WHAT YOU HAVE TO DO: Report every line of the records that contains the word "front", treating uppercase and lowercase as different.

========================

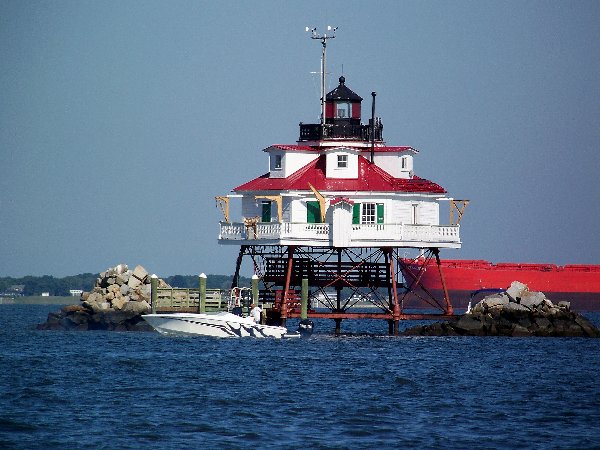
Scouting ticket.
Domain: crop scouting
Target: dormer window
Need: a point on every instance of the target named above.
(276, 160)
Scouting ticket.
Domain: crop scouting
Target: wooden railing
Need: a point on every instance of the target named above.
(396, 232)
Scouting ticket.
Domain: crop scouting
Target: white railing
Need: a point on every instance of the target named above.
(405, 233)
(394, 232)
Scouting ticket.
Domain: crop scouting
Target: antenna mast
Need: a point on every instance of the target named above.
(323, 38)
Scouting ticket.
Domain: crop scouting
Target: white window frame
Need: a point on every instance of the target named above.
(368, 213)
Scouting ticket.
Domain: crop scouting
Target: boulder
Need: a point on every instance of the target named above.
(140, 273)
(516, 291)
(532, 300)
(116, 302)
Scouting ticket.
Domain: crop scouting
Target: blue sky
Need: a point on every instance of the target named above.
(121, 120)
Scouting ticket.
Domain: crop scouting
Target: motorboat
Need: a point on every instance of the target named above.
(220, 324)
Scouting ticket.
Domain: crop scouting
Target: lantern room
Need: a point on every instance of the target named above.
(342, 121)
(342, 105)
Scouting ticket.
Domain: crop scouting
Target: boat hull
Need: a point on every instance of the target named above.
(222, 325)
(578, 284)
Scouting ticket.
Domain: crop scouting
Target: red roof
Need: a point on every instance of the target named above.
(306, 148)
(370, 178)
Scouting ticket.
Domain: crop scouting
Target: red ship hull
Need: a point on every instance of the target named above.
(578, 284)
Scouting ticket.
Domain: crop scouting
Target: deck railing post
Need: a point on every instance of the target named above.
(154, 292)
(202, 293)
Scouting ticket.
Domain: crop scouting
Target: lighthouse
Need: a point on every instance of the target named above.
(339, 208)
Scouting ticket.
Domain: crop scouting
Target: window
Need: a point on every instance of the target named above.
(313, 212)
(266, 212)
(368, 213)
(342, 110)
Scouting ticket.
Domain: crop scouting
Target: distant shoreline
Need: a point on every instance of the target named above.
(39, 300)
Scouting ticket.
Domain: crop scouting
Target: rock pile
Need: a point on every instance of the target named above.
(117, 301)
(516, 312)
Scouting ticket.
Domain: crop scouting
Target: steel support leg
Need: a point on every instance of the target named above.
(236, 277)
(449, 309)
(288, 281)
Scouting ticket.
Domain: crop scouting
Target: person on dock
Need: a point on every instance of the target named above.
(255, 312)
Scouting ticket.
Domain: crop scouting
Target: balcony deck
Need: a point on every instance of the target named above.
(320, 235)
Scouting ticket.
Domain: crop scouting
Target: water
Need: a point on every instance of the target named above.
(131, 390)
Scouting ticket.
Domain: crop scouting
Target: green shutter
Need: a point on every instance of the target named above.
(379, 212)
(356, 213)
(266, 213)
(313, 212)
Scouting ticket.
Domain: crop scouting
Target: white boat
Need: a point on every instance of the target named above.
(221, 324)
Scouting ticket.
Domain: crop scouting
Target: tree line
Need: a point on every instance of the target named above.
(33, 285)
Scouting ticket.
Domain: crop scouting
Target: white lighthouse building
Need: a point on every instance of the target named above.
(338, 188)
(338, 208)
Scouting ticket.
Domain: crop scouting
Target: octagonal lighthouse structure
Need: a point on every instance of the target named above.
(338, 209)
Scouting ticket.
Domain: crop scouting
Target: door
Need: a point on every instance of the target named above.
(313, 212)
(266, 212)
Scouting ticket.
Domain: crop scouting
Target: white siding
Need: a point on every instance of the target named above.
(392, 163)
(332, 169)
(291, 161)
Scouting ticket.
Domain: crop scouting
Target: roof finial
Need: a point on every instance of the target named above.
(323, 38)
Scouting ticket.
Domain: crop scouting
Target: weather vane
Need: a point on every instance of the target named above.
(323, 38)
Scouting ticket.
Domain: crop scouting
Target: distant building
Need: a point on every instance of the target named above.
(16, 290)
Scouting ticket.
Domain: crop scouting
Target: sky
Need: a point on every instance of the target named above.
(120, 121)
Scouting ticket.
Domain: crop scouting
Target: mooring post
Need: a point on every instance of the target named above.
(338, 327)
(449, 310)
(202, 293)
(304, 300)
(255, 293)
(154, 292)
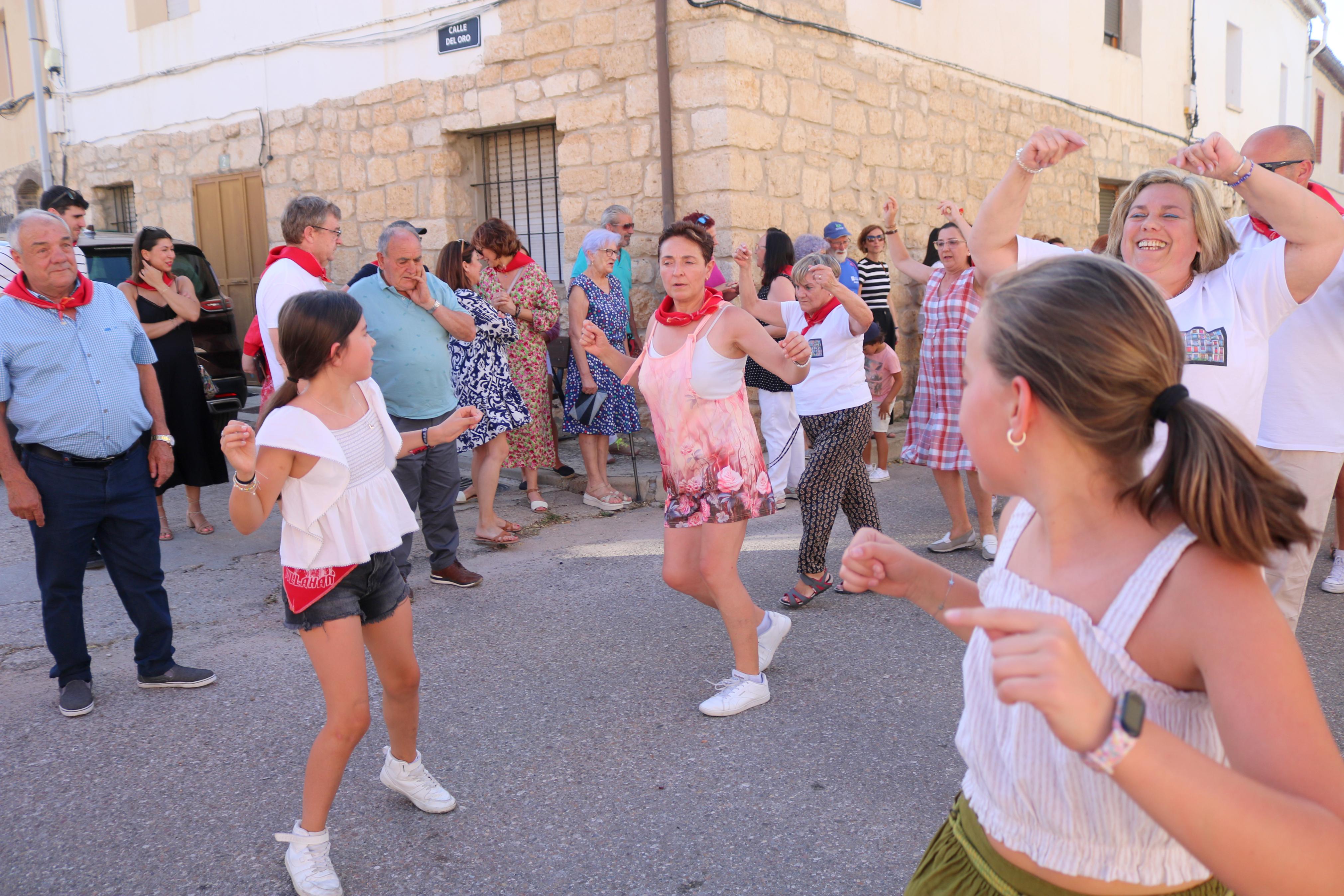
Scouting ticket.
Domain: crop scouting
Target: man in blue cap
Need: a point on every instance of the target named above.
(838, 238)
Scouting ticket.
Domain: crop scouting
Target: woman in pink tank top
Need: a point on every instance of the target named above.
(713, 469)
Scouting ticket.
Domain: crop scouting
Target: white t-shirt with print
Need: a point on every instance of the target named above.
(1228, 318)
(279, 284)
(9, 271)
(1304, 404)
(835, 381)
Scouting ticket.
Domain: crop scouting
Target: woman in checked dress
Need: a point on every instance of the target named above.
(933, 437)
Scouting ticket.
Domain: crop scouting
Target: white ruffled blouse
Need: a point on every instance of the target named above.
(327, 522)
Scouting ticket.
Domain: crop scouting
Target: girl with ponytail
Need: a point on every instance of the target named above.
(1139, 718)
(330, 452)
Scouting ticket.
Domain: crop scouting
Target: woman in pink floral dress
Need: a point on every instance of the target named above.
(691, 377)
(518, 287)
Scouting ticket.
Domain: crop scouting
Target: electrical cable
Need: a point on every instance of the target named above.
(316, 41)
(840, 33)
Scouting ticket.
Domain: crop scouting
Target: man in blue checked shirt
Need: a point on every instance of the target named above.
(77, 379)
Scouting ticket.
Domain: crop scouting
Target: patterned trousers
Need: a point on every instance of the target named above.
(835, 480)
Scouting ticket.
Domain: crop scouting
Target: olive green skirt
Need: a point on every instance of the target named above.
(960, 861)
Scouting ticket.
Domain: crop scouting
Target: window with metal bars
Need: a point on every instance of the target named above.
(120, 206)
(522, 187)
(1111, 23)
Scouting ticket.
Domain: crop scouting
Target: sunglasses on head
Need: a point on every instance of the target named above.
(1276, 166)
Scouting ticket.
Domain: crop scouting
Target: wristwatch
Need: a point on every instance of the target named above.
(1126, 728)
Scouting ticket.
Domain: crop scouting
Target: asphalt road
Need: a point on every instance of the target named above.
(558, 706)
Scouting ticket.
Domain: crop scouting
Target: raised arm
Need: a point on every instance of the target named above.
(768, 314)
(901, 258)
(1314, 231)
(994, 244)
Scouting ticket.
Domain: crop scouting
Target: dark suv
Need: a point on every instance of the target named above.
(214, 334)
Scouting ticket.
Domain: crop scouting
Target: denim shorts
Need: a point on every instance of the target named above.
(371, 591)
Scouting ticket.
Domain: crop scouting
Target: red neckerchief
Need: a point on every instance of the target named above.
(1269, 233)
(820, 315)
(669, 318)
(82, 296)
(519, 261)
(300, 257)
(142, 284)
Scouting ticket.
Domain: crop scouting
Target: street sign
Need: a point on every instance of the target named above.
(460, 36)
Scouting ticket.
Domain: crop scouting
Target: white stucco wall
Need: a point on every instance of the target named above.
(100, 50)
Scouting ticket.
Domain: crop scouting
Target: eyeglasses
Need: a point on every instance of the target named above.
(1276, 166)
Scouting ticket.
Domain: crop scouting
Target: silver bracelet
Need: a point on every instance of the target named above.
(1023, 166)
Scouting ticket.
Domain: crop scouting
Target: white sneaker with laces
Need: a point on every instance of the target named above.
(769, 643)
(416, 784)
(737, 695)
(1335, 581)
(309, 863)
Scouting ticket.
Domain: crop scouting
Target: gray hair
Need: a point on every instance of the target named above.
(392, 230)
(29, 215)
(612, 213)
(809, 261)
(303, 213)
(808, 244)
(599, 240)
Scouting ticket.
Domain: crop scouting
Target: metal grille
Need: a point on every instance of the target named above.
(523, 189)
(121, 209)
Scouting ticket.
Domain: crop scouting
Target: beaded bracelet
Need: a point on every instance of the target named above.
(1242, 179)
(1023, 166)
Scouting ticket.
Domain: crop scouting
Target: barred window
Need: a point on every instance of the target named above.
(120, 207)
(523, 189)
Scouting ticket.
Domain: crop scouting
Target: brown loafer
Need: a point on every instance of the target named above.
(456, 576)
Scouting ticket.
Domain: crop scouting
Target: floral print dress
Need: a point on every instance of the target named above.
(482, 375)
(619, 413)
(713, 468)
(532, 445)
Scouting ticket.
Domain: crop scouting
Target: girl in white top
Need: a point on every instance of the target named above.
(1168, 226)
(1234, 774)
(330, 452)
(835, 409)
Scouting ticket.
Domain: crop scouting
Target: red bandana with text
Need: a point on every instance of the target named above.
(667, 315)
(300, 257)
(1269, 233)
(82, 296)
(304, 587)
(820, 315)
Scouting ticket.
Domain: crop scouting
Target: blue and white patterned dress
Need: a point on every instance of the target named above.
(482, 375)
(620, 413)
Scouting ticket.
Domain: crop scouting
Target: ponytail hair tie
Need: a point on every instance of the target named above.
(1168, 400)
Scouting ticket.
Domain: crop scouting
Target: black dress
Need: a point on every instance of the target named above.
(197, 456)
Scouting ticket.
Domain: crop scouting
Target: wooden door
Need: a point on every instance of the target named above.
(230, 214)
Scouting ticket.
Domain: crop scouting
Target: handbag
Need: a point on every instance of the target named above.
(586, 409)
(207, 383)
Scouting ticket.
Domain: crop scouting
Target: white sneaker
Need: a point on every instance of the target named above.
(736, 695)
(417, 785)
(769, 643)
(309, 863)
(1335, 581)
(990, 547)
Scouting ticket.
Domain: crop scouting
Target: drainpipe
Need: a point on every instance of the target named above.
(1308, 100)
(661, 27)
(40, 97)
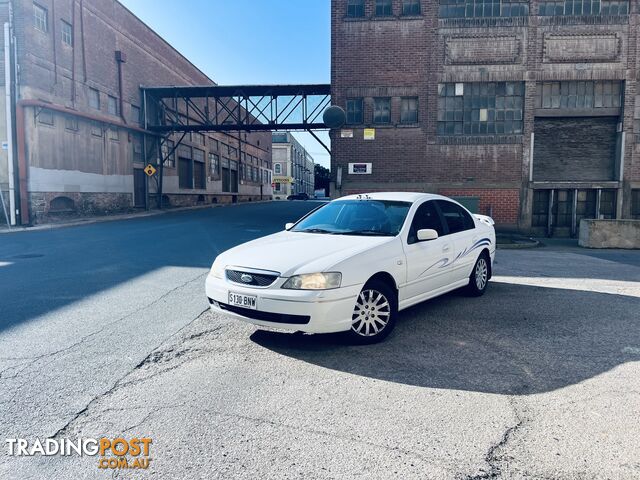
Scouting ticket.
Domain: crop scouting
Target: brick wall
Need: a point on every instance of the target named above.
(503, 205)
(398, 56)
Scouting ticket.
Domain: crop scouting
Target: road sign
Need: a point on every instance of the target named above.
(150, 170)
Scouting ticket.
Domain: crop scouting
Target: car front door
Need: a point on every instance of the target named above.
(463, 234)
(428, 262)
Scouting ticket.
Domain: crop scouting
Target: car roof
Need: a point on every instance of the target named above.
(395, 196)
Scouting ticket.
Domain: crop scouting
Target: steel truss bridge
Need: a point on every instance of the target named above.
(180, 110)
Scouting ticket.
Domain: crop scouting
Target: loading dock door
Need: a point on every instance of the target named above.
(574, 149)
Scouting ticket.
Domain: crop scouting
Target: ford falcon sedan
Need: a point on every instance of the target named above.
(352, 264)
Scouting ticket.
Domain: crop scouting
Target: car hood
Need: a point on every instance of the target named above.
(293, 253)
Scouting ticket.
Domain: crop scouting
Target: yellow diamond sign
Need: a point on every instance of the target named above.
(150, 170)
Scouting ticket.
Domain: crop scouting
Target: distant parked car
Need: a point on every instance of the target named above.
(352, 264)
(298, 196)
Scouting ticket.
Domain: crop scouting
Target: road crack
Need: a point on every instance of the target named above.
(495, 454)
(156, 356)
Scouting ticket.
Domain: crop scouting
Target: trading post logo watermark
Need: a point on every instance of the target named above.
(117, 453)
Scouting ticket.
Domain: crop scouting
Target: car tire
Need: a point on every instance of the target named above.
(479, 278)
(374, 314)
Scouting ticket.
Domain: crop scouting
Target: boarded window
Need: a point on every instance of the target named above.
(40, 18)
(411, 7)
(354, 111)
(583, 7)
(575, 149)
(355, 8)
(67, 33)
(481, 108)
(409, 110)
(483, 8)
(94, 98)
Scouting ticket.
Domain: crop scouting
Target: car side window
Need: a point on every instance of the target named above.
(426, 217)
(457, 218)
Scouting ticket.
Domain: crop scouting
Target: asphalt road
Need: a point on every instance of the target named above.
(104, 331)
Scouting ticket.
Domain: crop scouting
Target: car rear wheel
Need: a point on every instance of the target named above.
(479, 278)
(374, 314)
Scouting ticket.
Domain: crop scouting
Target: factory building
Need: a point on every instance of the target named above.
(525, 110)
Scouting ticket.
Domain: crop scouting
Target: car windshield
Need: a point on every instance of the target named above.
(356, 217)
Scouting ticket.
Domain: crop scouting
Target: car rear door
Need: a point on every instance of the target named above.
(428, 262)
(462, 232)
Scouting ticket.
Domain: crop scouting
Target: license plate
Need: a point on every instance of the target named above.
(244, 301)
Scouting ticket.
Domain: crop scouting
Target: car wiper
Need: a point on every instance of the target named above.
(316, 230)
(372, 233)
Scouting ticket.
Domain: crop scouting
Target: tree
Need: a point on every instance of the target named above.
(322, 178)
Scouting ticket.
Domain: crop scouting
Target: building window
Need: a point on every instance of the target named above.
(540, 213)
(354, 111)
(214, 165)
(113, 134)
(96, 129)
(199, 178)
(381, 110)
(71, 123)
(137, 148)
(607, 204)
(40, 18)
(411, 7)
(67, 33)
(197, 138)
(584, 7)
(409, 110)
(480, 108)
(112, 105)
(384, 8)
(483, 8)
(94, 98)
(635, 204)
(169, 154)
(579, 95)
(136, 114)
(44, 116)
(355, 8)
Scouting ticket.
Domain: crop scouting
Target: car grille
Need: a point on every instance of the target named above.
(263, 316)
(257, 279)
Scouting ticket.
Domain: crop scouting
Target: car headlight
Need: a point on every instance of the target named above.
(314, 281)
(217, 270)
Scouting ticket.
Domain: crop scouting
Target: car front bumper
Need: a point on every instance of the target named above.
(311, 311)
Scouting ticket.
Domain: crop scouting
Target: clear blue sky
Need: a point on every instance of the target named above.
(249, 41)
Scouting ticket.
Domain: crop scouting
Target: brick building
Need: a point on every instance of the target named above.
(293, 167)
(78, 143)
(527, 110)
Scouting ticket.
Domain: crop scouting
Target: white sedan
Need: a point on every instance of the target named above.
(352, 264)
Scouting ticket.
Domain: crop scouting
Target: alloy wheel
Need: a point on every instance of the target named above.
(371, 313)
(481, 274)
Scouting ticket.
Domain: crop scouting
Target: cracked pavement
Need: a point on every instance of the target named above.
(109, 334)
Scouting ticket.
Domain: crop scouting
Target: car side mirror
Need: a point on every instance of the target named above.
(427, 234)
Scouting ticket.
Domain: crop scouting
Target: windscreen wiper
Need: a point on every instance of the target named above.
(372, 233)
(315, 230)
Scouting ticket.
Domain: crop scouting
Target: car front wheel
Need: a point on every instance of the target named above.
(374, 314)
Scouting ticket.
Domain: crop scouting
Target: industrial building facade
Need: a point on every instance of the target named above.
(293, 167)
(526, 110)
(75, 132)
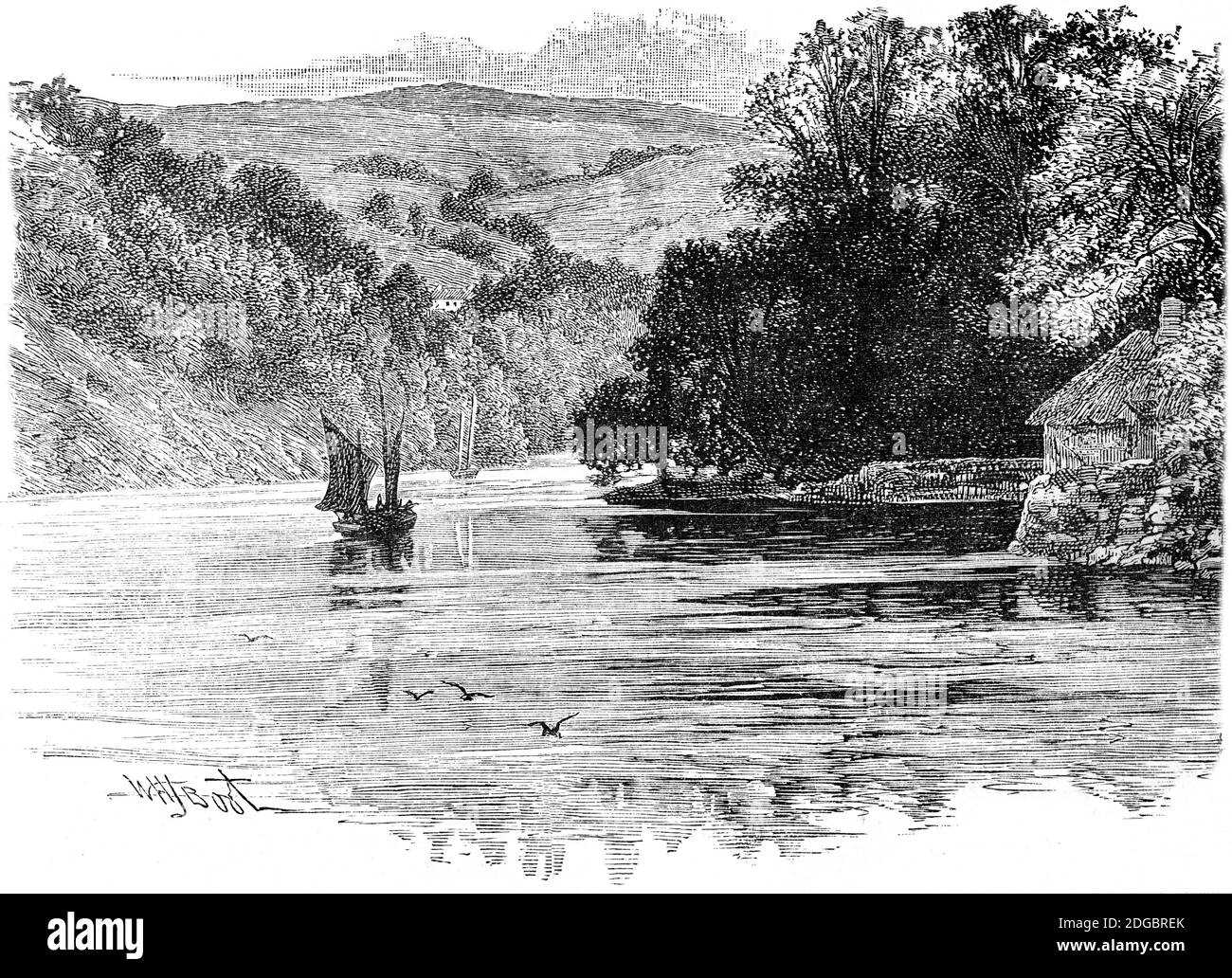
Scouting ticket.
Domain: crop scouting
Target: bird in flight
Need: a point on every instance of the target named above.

========================

TASK OUTPUT:
Target: car front door
Target: car front bumper
Target: car front wheel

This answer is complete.